• _Entries supplied_
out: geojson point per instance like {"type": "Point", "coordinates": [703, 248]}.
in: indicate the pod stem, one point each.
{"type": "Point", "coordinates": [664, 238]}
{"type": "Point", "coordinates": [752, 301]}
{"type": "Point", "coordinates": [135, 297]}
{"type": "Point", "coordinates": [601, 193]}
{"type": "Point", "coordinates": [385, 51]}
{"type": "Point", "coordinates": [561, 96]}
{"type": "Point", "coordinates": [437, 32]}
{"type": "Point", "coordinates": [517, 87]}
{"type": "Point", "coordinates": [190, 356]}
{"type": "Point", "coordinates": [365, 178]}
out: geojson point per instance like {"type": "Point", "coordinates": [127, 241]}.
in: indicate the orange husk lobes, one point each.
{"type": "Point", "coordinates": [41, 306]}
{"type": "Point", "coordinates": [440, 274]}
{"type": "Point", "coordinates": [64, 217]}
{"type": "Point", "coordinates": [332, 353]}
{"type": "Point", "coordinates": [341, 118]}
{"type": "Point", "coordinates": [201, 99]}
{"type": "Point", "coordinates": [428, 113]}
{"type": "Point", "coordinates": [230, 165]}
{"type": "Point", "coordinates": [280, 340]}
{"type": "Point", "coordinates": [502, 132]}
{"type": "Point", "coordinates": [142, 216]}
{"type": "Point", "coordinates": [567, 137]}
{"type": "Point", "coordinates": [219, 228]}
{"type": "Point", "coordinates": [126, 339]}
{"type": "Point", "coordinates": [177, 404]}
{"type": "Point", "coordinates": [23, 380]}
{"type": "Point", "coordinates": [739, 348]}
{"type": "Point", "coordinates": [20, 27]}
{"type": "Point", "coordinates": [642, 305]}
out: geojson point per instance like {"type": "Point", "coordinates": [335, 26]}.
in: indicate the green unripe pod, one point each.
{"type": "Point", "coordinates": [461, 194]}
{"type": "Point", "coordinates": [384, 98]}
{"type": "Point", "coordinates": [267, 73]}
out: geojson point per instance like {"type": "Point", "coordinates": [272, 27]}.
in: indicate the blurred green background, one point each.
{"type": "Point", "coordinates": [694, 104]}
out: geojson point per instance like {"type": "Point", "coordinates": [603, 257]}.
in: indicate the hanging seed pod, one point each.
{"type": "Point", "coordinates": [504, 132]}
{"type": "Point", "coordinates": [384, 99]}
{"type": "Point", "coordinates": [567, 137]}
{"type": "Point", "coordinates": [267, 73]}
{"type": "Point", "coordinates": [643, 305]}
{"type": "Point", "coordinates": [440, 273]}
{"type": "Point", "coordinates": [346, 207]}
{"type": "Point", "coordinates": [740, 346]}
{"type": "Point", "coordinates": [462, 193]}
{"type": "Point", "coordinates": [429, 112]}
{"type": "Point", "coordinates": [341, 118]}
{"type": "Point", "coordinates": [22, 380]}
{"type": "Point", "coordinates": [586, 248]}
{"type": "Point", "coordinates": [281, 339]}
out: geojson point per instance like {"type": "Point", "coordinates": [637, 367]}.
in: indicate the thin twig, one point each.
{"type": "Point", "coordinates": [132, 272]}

• _Written exercise_
Display each line of the data above that contains the word "indicate", reproducing every such line in full.

• _Complete output_
in: indicate the pod stem, one point each.
in: indicate the orange husk lobes, one point each.
in: indicate the green unripe pod, one point each.
in: indicate the blurred green background, one point each.
in: indicate the hanging seed pod, one point each.
in: indicate the thin twig, one point each.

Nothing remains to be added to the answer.